WRITTEN REQUEST: Copy the line with "The function indicates a point for each instance of the grassy" and all lines following it through the last line of the entries, exactly as written.

RECORDS SHOWN:
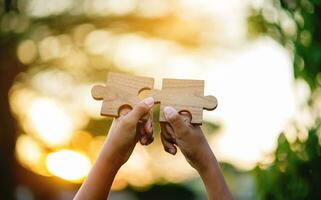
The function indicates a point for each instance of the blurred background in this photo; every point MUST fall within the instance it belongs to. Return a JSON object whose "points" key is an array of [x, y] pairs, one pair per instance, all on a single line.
{"points": [[260, 58]]}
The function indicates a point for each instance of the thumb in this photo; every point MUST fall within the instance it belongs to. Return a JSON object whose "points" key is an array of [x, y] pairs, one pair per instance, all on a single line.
{"points": [[141, 109], [175, 120]]}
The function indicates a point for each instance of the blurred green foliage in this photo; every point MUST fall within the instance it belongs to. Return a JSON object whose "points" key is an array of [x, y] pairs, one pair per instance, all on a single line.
{"points": [[295, 172]]}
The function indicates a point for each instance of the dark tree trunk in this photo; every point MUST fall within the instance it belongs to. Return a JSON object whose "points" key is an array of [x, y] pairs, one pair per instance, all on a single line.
{"points": [[9, 69]]}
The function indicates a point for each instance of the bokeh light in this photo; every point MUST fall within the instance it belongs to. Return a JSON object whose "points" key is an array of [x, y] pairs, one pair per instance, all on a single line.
{"points": [[69, 165]]}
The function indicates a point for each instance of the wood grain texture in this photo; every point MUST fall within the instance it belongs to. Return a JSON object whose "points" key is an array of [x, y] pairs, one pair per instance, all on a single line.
{"points": [[120, 90], [184, 95]]}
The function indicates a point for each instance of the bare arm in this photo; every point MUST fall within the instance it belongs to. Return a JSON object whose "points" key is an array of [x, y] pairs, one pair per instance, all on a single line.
{"points": [[193, 144], [123, 135]]}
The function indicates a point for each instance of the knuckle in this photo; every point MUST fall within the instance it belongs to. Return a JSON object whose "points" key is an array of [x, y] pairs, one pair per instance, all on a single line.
{"points": [[174, 118]]}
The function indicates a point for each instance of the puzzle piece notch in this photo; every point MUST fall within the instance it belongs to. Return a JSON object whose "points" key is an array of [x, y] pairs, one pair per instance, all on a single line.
{"points": [[120, 90], [184, 95]]}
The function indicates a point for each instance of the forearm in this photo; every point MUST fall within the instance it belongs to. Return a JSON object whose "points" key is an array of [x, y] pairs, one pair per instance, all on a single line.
{"points": [[98, 183], [213, 179]]}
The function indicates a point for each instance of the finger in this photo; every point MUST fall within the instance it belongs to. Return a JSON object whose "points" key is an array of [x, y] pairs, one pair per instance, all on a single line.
{"points": [[147, 138], [186, 116], [170, 131], [141, 109], [175, 120], [167, 132], [124, 111], [148, 126], [168, 146]]}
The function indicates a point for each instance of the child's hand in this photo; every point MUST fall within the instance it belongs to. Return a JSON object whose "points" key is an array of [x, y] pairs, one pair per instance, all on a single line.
{"points": [[127, 130], [189, 138]]}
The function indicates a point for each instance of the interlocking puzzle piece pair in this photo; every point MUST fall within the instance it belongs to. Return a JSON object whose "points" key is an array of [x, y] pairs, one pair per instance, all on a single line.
{"points": [[183, 95]]}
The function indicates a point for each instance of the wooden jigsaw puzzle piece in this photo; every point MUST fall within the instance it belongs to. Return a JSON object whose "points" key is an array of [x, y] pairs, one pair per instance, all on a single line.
{"points": [[184, 95], [120, 90]]}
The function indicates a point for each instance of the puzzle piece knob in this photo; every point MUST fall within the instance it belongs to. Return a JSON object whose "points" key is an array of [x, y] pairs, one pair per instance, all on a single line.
{"points": [[98, 92]]}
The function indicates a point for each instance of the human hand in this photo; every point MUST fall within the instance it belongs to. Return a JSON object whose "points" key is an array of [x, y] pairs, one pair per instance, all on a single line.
{"points": [[127, 130], [189, 138]]}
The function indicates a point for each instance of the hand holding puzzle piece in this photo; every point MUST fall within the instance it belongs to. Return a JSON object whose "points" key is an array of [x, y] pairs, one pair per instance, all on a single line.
{"points": [[183, 95]]}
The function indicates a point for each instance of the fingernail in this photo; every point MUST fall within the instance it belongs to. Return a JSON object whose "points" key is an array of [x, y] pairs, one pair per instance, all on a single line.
{"points": [[144, 140], [169, 111], [172, 151], [149, 101]]}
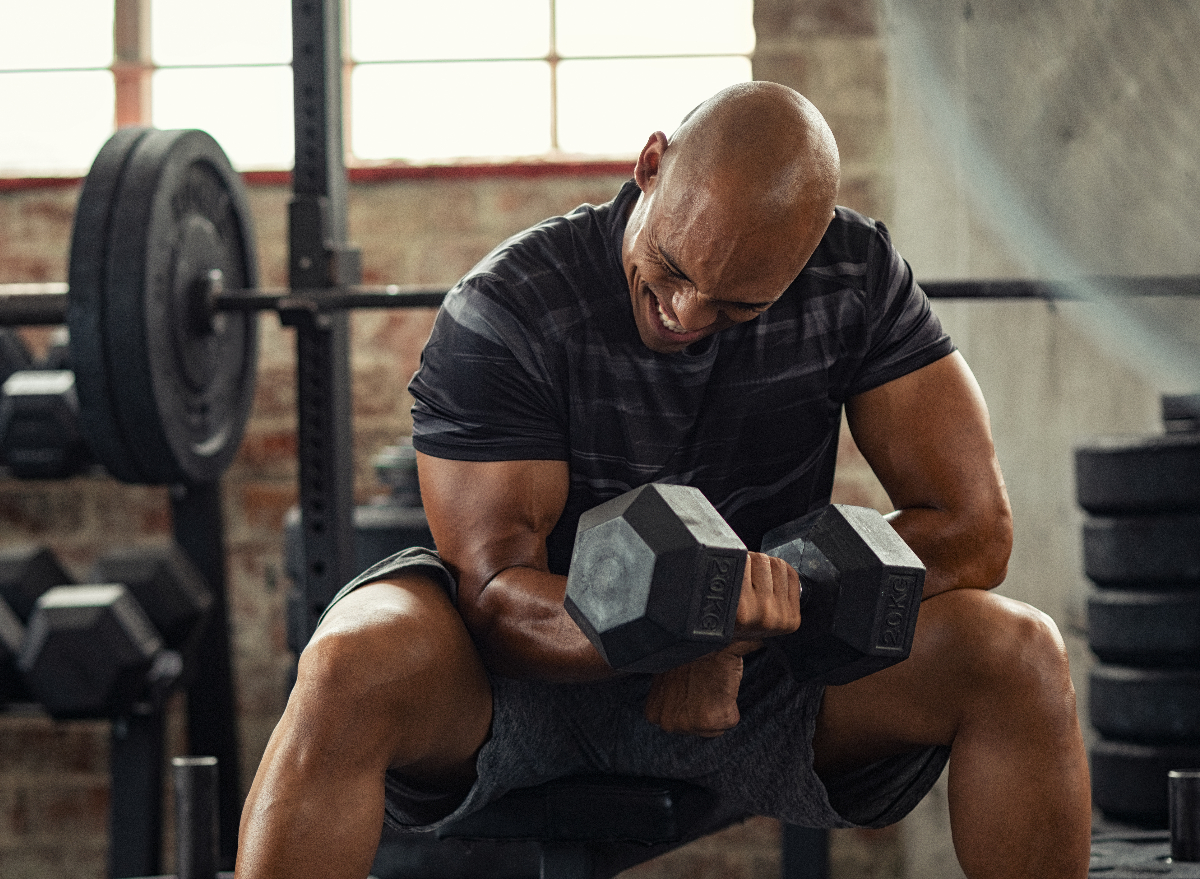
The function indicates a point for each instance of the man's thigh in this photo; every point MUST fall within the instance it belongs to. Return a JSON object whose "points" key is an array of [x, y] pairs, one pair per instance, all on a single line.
{"points": [[971, 650]]}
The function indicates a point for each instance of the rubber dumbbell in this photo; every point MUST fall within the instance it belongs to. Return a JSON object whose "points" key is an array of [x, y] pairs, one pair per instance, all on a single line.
{"points": [[95, 650], [27, 570], [166, 585], [657, 573], [40, 434]]}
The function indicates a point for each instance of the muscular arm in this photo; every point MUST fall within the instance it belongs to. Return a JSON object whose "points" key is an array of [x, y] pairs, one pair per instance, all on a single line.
{"points": [[928, 438], [491, 521]]}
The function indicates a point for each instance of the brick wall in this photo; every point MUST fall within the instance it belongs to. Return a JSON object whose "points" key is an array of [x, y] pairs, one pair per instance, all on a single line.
{"points": [[53, 777]]}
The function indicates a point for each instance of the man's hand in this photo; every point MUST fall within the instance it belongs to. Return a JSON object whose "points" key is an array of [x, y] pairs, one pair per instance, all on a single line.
{"points": [[771, 598], [700, 698]]}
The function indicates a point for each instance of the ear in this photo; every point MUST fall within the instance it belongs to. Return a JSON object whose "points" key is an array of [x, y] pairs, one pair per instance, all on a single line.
{"points": [[649, 160]]}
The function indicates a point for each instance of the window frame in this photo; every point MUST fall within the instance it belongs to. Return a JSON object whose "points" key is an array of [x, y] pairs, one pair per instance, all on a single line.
{"points": [[133, 69]]}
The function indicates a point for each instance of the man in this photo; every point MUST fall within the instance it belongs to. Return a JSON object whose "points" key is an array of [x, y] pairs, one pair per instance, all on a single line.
{"points": [[707, 327]]}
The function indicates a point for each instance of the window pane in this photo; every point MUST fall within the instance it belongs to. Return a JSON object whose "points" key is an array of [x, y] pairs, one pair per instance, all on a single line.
{"points": [[65, 119], [36, 35], [654, 27], [615, 106], [247, 109], [220, 31], [388, 30], [442, 111]]}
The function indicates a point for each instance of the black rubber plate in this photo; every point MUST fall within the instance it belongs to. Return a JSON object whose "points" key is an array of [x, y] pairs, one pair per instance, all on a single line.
{"points": [[1129, 781], [1139, 474], [1151, 706], [185, 388], [1151, 551], [85, 309], [1145, 627]]}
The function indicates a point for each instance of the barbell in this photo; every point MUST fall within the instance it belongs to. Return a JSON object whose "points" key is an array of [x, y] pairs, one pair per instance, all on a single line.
{"points": [[161, 306], [162, 299]]}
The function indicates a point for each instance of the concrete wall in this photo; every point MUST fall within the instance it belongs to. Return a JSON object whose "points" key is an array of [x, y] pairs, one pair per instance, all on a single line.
{"points": [[1049, 139]]}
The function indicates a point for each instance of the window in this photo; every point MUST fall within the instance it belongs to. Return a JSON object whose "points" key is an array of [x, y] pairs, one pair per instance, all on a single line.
{"points": [[529, 77], [429, 81], [57, 94]]}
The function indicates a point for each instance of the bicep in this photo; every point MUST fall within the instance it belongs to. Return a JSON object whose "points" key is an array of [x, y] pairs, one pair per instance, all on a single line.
{"points": [[487, 516], [928, 437]]}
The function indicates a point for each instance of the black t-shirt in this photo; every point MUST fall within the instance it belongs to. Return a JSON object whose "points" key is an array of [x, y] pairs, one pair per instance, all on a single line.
{"points": [[535, 356]]}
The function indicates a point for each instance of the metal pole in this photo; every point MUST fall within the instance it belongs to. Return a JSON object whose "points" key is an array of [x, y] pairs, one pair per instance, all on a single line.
{"points": [[196, 817], [135, 812], [198, 527], [319, 258]]}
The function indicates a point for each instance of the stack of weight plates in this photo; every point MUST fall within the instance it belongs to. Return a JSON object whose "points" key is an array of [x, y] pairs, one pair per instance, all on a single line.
{"points": [[1141, 551]]}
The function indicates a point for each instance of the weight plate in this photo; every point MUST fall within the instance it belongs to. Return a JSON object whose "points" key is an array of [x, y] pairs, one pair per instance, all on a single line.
{"points": [[1129, 781], [1143, 550], [1145, 628], [187, 382], [84, 317], [1139, 474], [1152, 706]]}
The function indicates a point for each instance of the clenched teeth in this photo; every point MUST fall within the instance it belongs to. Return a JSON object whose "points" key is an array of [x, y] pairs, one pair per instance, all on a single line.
{"points": [[669, 323]]}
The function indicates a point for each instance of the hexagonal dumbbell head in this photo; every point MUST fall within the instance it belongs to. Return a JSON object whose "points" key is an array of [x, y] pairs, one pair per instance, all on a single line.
{"points": [[27, 570], [862, 589], [88, 651], [166, 585], [40, 434], [655, 578]]}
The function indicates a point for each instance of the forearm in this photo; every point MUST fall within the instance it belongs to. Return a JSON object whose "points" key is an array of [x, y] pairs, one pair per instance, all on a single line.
{"points": [[523, 631]]}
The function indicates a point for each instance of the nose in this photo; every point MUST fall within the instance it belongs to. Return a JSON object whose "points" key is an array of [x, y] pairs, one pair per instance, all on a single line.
{"points": [[690, 311]]}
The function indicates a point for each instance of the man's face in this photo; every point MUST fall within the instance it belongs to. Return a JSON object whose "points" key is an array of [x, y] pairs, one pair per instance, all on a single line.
{"points": [[697, 269]]}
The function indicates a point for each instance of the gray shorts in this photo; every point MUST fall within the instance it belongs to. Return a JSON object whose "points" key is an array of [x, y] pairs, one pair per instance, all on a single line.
{"points": [[763, 766]]}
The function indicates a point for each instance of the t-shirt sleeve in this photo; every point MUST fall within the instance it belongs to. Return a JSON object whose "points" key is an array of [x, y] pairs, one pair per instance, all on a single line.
{"points": [[484, 390], [903, 332]]}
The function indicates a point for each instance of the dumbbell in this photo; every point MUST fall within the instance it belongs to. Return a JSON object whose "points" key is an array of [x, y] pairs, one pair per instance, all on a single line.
{"points": [[96, 650], [40, 432], [27, 570], [655, 576]]}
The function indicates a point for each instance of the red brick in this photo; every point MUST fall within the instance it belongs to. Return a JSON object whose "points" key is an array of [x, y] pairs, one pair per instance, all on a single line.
{"points": [[775, 19]]}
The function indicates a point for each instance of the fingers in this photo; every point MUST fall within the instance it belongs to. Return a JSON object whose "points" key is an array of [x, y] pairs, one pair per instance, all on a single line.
{"points": [[769, 603], [699, 698]]}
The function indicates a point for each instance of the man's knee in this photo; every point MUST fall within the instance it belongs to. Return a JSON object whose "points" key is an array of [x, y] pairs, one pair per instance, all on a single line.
{"points": [[1000, 649], [391, 663]]}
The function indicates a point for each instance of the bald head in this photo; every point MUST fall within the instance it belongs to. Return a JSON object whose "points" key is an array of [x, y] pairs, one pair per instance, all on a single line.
{"points": [[731, 209], [761, 144]]}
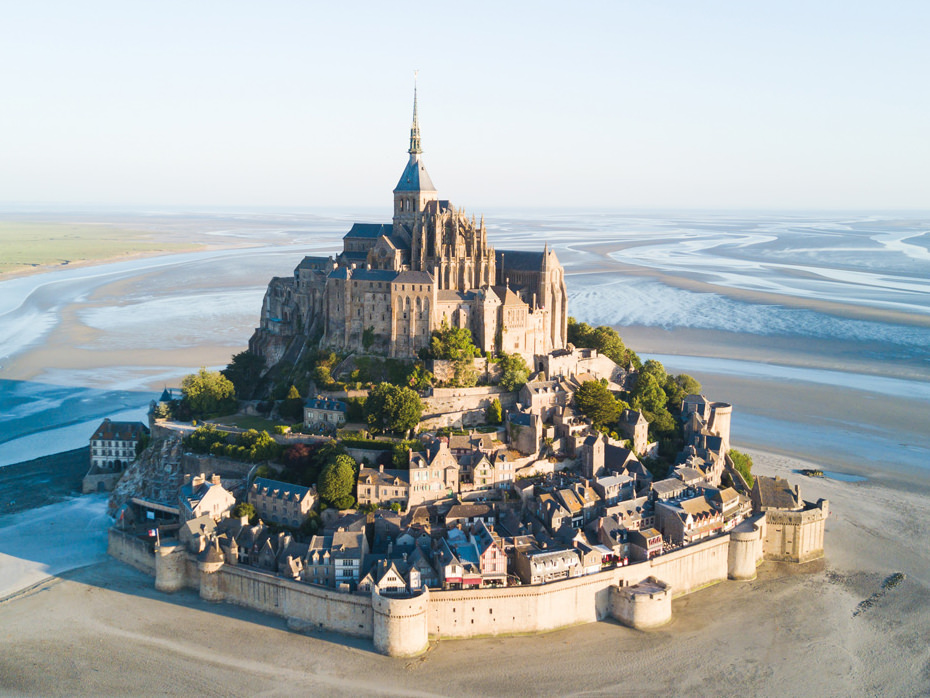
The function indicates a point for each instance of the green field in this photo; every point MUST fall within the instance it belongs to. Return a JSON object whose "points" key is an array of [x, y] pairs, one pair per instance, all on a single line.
{"points": [[26, 246]]}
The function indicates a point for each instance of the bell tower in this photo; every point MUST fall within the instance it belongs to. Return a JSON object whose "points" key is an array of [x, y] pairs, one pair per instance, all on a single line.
{"points": [[415, 189]]}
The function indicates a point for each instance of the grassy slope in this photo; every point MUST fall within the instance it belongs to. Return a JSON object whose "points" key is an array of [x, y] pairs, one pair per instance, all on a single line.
{"points": [[28, 245]]}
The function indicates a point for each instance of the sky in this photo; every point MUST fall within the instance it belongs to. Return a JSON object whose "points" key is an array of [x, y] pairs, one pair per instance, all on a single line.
{"points": [[614, 105]]}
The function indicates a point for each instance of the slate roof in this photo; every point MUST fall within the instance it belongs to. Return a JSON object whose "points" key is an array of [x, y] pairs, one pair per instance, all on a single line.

THE RESPONSE:
The function indicates a point for each instance of the grassy slope in this photo; every point MUST fall within the instance it belongs to. Return a JSON object whose "points" key is an array of [x, y] pairs, one pair per instance, all on a single line.
{"points": [[28, 245]]}
The function indicates a point for each instance of the sky in this photo; every point MUST fall within the instance it belongs to. Return a JSON object whose "points" key is an array of [x, y] pairs, one pair per instance, all on a single line.
{"points": [[614, 105]]}
The function indicates a point for each instance of the slate roof in this photo; every point MUST fall within the instance it belongs to. Return a JSON object whose "points" key is an array of [x, y] pairs, one pair per instance, all on a single line.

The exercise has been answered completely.